**WHAT IS NEEDED:**
Below are some entries; reproduce them exactly and leave every picture out.

**PROVIDED ENTRIES:**
*** Begin section ***
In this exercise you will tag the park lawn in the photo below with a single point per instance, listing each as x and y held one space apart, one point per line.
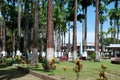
90 70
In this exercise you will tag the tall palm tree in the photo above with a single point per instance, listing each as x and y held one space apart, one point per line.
102 19
49 49
75 32
97 55
85 4
35 34
19 29
26 39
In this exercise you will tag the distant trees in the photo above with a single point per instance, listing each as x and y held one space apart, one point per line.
44 28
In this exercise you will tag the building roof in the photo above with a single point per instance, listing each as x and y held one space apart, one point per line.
112 46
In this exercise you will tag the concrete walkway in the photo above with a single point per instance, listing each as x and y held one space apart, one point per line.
11 73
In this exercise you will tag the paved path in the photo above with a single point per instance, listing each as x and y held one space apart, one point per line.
11 73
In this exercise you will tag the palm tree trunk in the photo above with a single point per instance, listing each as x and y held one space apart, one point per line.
35 35
75 32
19 22
50 49
84 33
97 55
26 38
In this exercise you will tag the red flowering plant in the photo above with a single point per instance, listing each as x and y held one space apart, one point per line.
52 64
77 68
102 73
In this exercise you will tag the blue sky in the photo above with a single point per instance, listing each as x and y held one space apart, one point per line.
90 25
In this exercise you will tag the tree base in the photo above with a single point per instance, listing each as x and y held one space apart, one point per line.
96 60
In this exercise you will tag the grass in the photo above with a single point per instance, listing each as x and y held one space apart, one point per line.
90 70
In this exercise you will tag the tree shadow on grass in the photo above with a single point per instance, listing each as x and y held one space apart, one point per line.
8 74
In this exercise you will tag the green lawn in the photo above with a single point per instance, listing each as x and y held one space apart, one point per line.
90 70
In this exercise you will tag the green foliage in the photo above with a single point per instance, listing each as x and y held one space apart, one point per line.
92 55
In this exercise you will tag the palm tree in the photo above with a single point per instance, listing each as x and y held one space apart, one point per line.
19 29
74 32
114 15
26 39
97 55
85 4
49 49
102 19
35 34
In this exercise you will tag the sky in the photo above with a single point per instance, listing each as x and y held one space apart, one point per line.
90 26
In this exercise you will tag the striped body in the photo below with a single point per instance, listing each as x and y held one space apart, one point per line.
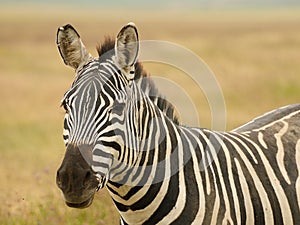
160 172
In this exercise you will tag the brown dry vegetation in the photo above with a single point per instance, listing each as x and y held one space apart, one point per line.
254 55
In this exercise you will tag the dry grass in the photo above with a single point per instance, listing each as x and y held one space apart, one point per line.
254 55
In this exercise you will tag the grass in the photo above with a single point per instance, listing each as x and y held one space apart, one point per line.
254 55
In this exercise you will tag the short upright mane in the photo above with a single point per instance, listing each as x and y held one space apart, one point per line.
146 83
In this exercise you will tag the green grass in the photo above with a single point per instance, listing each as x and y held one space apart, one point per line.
254 55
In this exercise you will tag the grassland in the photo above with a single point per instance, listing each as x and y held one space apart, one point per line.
254 55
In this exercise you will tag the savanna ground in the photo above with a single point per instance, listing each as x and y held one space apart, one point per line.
255 56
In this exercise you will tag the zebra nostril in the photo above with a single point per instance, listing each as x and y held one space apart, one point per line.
58 179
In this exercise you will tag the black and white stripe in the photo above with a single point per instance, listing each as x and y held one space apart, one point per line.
160 172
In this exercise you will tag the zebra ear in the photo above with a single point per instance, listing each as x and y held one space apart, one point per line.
71 48
126 49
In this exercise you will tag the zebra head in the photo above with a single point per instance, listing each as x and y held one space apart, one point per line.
94 101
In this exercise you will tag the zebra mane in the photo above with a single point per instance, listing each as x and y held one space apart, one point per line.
145 82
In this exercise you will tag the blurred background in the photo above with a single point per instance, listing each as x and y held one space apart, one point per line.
253 48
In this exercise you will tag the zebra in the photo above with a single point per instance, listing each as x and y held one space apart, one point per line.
120 133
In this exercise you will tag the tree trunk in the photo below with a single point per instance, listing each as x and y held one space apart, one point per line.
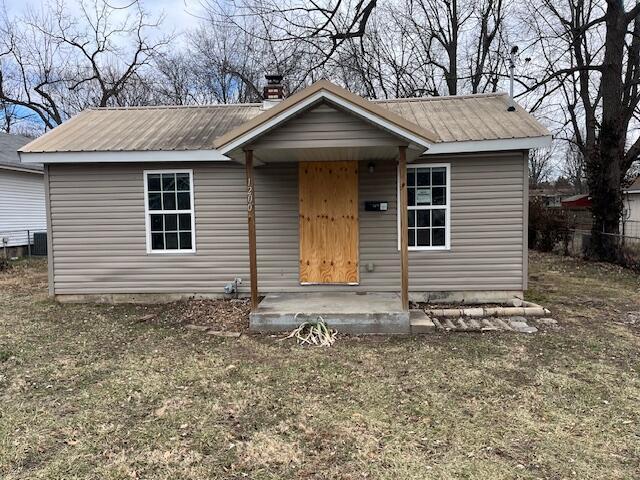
605 162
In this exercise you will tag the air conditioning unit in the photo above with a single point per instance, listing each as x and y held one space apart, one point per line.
39 244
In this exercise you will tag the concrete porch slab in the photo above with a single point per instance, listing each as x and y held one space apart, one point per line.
347 312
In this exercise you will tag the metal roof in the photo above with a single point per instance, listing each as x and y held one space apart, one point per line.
175 128
468 117
9 145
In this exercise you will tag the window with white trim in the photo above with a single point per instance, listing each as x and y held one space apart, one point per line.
170 221
428 206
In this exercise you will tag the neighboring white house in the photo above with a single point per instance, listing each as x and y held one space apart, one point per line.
632 209
22 203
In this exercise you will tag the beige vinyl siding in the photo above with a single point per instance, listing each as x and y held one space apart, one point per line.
97 217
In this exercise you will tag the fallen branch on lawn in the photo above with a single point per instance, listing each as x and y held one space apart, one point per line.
313 332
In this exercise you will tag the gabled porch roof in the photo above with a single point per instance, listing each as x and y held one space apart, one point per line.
407 133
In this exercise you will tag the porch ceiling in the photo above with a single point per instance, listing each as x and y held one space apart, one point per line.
274 155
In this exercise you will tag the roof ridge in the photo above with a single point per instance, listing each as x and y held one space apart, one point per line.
159 107
253 104
439 97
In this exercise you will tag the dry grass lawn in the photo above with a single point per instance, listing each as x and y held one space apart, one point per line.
90 391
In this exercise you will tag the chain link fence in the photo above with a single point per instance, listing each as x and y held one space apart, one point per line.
627 241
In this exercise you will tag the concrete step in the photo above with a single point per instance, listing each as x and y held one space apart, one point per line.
420 322
346 312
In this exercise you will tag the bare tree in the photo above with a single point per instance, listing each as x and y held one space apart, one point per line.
54 64
594 47
574 168
540 166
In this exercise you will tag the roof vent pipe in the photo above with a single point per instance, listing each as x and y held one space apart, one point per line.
512 67
273 92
*** End section ***
**SOLUTION FOR THIS EXERCISE:**
In this exercise you will tag the park lawn in the photo below with a single point per instance, listing each as x and y held one space apart, one point per line.
90 70
In this exercise you will tag the tall palm tree in the photo above with a single point per instance, listing each as x and y held one space apart, one point per line.
102 19
49 49
75 32
97 55
85 4
35 34
19 29
26 39
In this exercise you will tag the distant trees in the photo above with a single point per instance, listing each as x and y held one space apart, one point per line.
44 28
In this exercise you will tag the building roof in the photo above with a single point per instance, listing each as x and y held one space apart, one point per line.
112 46
In this exercise you will tag the concrete walkway in the photo above with a single point per instance, listing each as x and y held one space apart, one point per line.
11 73
In this exercise you will tag the paved path in the photo above with a single point per instance, listing each as x and y held one space apart, one point per line.
11 73
In this exercise you will tag the palm tree trunk in the photo above with a single point per instance, listing each as x and y held one space apart, one point per line.
35 35
75 32
19 22
50 49
84 33
97 55
26 38
In this exercise you will tag the red flowering plant in the photo above with a single point per instance, listing each as x and y held one space apart, one point per line.
52 64
77 68
102 73
In this exercise you will tag the blue sky in the photo above with a single point per instance, listing each as x and y held one space apart, one point per line.
90 25
In this exercise you will tag the tree base in the photo above with a single point per instance, listing each as x and y held one space apart, one point per line.
96 60
In this exercise you will tag the grass in the photo above with a single point per instance, listing each as x and y held one space apart, one point per line.
90 70
In this exercise you will tag the tree shadow on grass in the photo above with a single point per instance, listing each as x and y held one space apart, one point per line.
8 74
In this exercise you will tag the green lawn in the photo above with a single point per instance, listing each as x and y held one space apart, one point per line.
90 70
In this exercise you will tag the green foliage in the photo above with a single point per instance, listing each as x and y held one space apart, one point per line.
92 55
In this exercise you will tag the palm tree in the photo above with a single point per instance, listing each as x and y held one space apart, one point per line.
19 29
74 32
114 15
26 39
97 55
85 4
49 49
102 19
35 34
In this exercise you will tag the sky in the photo above with a single point per instance, listing each as x and y held one space apart, one point per line.
90 26
In this exercise you will tag the striped body in the photo below with a single point per instance, listing each as x and y held one space apart, one point per line.
160 172
In this exercise you will tag the brown dry vegetation in the photo above with a single point per instance, listing each as x and y held one space apart, one point per line.
254 55
In this exercise you will tag the dry grass in the photo above with a single point per instance, listing each as x and y held one space apart, one point per line.
254 55
In this exercise you will tag the grass in the photo above with a single point per instance, listing each as x and y held one space apart, one point per line.
254 55
In this exercise you will tag the short upright mane in the photo above with a single point per instance, listing each as x and y held one space apart, one point per line.
146 83
In this exercise you will tag the green grass in the photo above with a single point per instance, listing each as x and y held one space apart, one point per line.
254 55
In this exercise you will tag the grassland in the photo above with a single point per instance, listing each as x and y held one space apart, one point per line.
254 55
In this exercise you will tag the savanna ground in the photo above with a single point per instance, listing each as x and y held one space apart, one point per line.
255 56
In this exercise you will tag the zebra nostril in the photo above with a single point per instance, listing each as x and y held one space apart, one point per line.
58 179
In this exercise you will tag the black and white stripe in the photo above with a single point per instance, listing each as x and y held one space apart, one point per line.
160 172
In this exercise you will tag the zebra ear in the photo above with a single point per instance, listing each as x and y held one space apart, one point per line.
71 48
126 49
In this exercise you will tag the zebra head in the photo above with a single point per instance, listing each as x and y held one space apart, one point per line.
94 101
In this exercise you will tag the zebra mane in the photo above with a single point per instance, listing each as x and y held one space apart, one point per line.
145 82
In this exercise you will tag the blurred background in the photo above with a single point per instance, listing each as x and y held one space apart, one point per line.
253 48
In this exercise you will tag the zebra in the photo above with a single point per instance, listing each as x and y held one space apart, one point per line.
120 133
In this exercise you will tag the tree trunk in the photo below with a single point per instance, listing each as x and y held one space apart, one point per line.
605 162
In this exercise you will tag the air conditioning unit in the photo above with a single point per instance, listing each as x and y held one space apart, one point per line.
39 244
In this exercise you will tag the concrete porch slab in the photo above with a single point per instance, listing each as x and y held one space apart, one point per line.
347 312
In this exercise you will tag the metal roof in the photo above with a single point per instance, listing each as x and y held one space apart, one point per line.
175 128
468 117
9 145
In this exercise you will tag the window with white trim in the photo above with a single point per instance, listing each as x and y held one space apart, one point per line.
170 221
428 206
In this exercise you will tag the neighboring white house in the photo above with a single point per instance, listing each as x and y held one space apart, one point per line.
632 209
22 203
In this exercise you will tag the beige vinyl siding in the photo above with a single point per instance, listing each as x and y held one space apart, one point per line.
97 217
In this exercise you will tag the fallen branch on lawn in the photo above with a single point per instance, listing each as x and y held one space apart, one point per line.
313 332
In this exercise you will tag the gabled porch roof in the photo above with a single point per instance, listing each as x and y held one space apart, one point per line.
407 133
In this exercise you will tag the porch ceiling in the photo above with a single point per instance, listing each as x and y held one space apart, one point per line.
274 155
In this exercise you will tag the roof ridge in the photo above with a single point per instance, listing each as x and y held one space apart, one point per line.
159 107
253 104
439 97
In this exercise you will tag the dry grass lawn in the photo above with a single point per instance, listing each as x and y held one space apart, one point per line.
90 391
In this exercise you will tag the chain link fence in the photo above with a single point per instance, listing each as x and y held one space apart, one point per line.
627 241
In this exercise you will tag the concrete step in the photo above with a single point per instance, listing each as x and y held one space apart, one point per line.
420 322
346 312
In this exercise you will tag the bare tree in the photo above with a single point per instance, listing each as x and y held one space apart, one point per line.
54 64
594 47
574 168
540 166
In this exercise you will tag the roof vent pipe in the photo above with a single point per instance, listing each as x and y held one space apart, one point per line.
512 67
273 92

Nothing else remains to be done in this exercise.